I kind of understand why he would talk about her every now and then because they're best friends but since he's my first boyfriend ever I don't know if I'm just being overly emotional but I feel weird knowing that he and his ex had sex on the table, I don't want to know these things. I'd rather make my own memories with him then to talk about their old ones.
He talks about how he learned everything he knows about sex from her, how she was the only other girl except for me that he has ever loved and all sorts of stuff they did together.
Before we started dating I told him it didn't bother me that he talked about her but he's really getting into details about their old sex life and activities together.
She's a lot older then me and I compare myself way too much to her =/
Should I mention this to him or just get over it?

liciann
Jan 14, 2009, 08:18 PM
I think its normal the way you feel because I'm kind of experiencing the same thing just not that extreme. Either way I too get tired of hearing about her. Not to the point where I'm just fed up but I'm not the type of person that shares info like that but he is. I think you should mention it but don't seem like a jealous new girl play it cool!

nike 1
Jan 14, 2009, 08:21 PM
I'm not a girl but what he is doing is just rude! My girlfriend would never tolerate that. Tell him how you feel about it and to knock it off!

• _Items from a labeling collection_

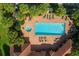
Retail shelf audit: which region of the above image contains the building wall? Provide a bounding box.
[22,16,70,45]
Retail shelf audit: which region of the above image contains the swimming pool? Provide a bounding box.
[34,22,65,35]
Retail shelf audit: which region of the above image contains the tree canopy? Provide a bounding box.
[19,4,29,14]
[72,9,79,26]
[55,4,66,16]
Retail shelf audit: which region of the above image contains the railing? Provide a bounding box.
[51,39,72,56]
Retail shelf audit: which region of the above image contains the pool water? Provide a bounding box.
[34,22,65,35]
[25,26,32,32]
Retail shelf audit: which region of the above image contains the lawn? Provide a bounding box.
[0,24,9,55]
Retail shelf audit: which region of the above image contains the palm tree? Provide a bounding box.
[72,9,79,26]
[55,4,66,16]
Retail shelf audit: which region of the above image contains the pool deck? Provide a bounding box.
[21,16,71,45]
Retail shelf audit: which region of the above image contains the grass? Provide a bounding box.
[0,24,9,55]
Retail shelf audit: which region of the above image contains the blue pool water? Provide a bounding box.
[25,26,32,32]
[34,23,65,35]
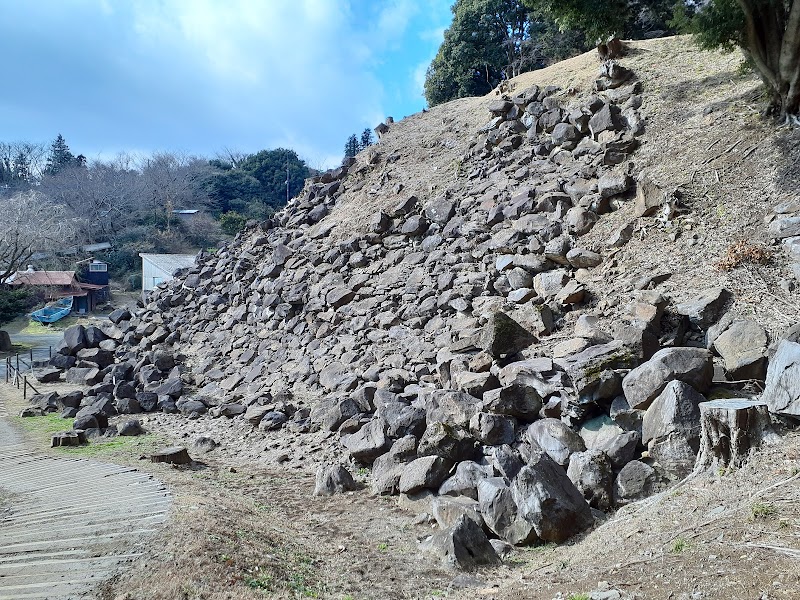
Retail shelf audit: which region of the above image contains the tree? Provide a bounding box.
[524,0,800,125]
[523,0,680,45]
[425,0,588,106]
[358,127,375,152]
[691,0,800,125]
[344,133,360,156]
[0,190,76,286]
[425,0,529,106]
[0,142,47,188]
[45,133,77,175]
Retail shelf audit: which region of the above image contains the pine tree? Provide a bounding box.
[344,133,360,156]
[358,127,375,151]
[45,133,75,175]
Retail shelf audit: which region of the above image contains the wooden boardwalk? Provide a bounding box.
[0,401,170,600]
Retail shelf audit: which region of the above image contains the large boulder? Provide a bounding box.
[478,311,536,358]
[512,451,594,543]
[567,450,614,511]
[554,340,638,402]
[398,456,453,494]
[314,465,358,496]
[342,419,388,463]
[761,340,800,418]
[714,320,769,380]
[676,288,731,329]
[526,419,586,467]
[614,460,661,506]
[64,325,87,356]
[417,421,477,462]
[439,460,493,500]
[478,477,537,545]
[622,348,714,409]
[423,515,500,570]
[642,381,706,452]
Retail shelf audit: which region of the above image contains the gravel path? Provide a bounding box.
[0,394,170,600]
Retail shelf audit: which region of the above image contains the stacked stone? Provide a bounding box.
[43,63,792,560]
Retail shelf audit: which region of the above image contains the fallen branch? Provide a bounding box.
[750,473,800,498]
[738,542,800,558]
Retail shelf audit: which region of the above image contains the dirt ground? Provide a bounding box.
[0,38,800,600]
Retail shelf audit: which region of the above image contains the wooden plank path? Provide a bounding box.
[0,401,170,600]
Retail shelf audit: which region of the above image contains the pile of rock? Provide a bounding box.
[40,63,794,564]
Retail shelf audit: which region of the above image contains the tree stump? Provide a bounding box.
[694,398,778,472]
[150,446,192,465]
[50,429,89,448]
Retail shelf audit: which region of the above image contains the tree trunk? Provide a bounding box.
[737,0,800,125]
[694,398,778,472]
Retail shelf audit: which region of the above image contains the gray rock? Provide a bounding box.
[478,311,537,358]
[469,412,516,446]
[314,465,358,496]
[622,348,714,409]
[567,248,603,269]
[258,410,289,431]
[478,477,538,545]
[398,456,453,494]
[554,340,638,402]
[714,320,769,380]
[482,376,542,422]
[422,515,500,570]
[642,381,706,453]
[33,368,61,383]
[431,496,483,529]
[342,419,389,463]
[117,419,144,436]
[64,325,87,356]
[589,104,625,140]
[761,340,800,418]
[675,288,732,329]
[114,398,142,415]
[614,460,660,506]
[425,198,456,225]
[311,396,361,431]
[192,436,219,453]
[526,419,586,467]
[439,460,492,500]
[567,450,614,512]
[597,171,633,198]
[136,392,158,412]
[417,421,476,462]
[72,406,108,429]
[511,451,594,543]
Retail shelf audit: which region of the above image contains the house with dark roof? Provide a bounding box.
[139,253,195,292]
[6,268,109,313]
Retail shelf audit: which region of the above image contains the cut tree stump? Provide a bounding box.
[694,398,778,472]
[50,429,89,448]
[150,446,192,465]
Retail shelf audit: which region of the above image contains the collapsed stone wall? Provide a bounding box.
[31,63,791,568]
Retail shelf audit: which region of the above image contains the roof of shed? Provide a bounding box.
[139,253,195,274]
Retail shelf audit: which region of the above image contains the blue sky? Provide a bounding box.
[0,0,452,167]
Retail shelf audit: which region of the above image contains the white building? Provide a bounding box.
[139,253,195,292]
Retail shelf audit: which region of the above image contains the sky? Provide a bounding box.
[0,0,454,168]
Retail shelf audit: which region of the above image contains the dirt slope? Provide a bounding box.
[7,38,800,599]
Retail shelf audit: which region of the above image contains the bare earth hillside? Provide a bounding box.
[6,37,800,600]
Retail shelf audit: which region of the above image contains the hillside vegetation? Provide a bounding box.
[40,37,800,599]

• _Exercise tasks_
A: According to the forum thread about a boyfriend who talks about his ex, what did he learn from her?
B: In the forum thread about a boyfriend who talks about his ex, swap "jealous" for "possessive" and write out everything from "Before we started" down to "play it cool!".
C: Carry on the forum thread about a boyfriend who talks about his ex, starting after the last reply.

• _Responses_
A: Everything he knows about sex.

B:
Before we started dating I told him it didn't bother me that he talked about her but he's really getting into details about their old sex life and activities together.
She's a lot older then me and I compare myself way too much to her =/
Should I mention this to him or just get over it?

liciann
Jan 14, 2009, 08:18 PM
I think its normal the way you feel because I'm kind of experiencing the same thing just not that extreme. Either way I too get tired of hearing about her. Not to the point where I'm just fed up but I'm not the type of person that shares info like that but he is. I think you should mention it but don't seem like a possessive new girl play it cool!

C:
southerngalps
Jan 14, 2009, 08:22 PM
Yes, you should mention anything that makes you feel uncomfortable.

You will keep comparing yourself to her as long as he talks about her.

He should undertand that it is not good to compare :)

chrissymarie
Jan 15, 2009, 03:05 PM
I say mention it to him. It's very disrespectful to you for him to talk about a past relationship so openly. He needs to think about what he's going to say before he says it. I understand that is his best friend and all but he needs to not mentiong the sexual stuff to you. That means he's thinking about the past sexual stuff with her and that is very disrespectful towards you too.

Your going to have to be a very strong confident woman in order to continue being with a man who is best friends with his ex girlfriend. Persoanlly I couldn't do it and I think a lot of women would agree.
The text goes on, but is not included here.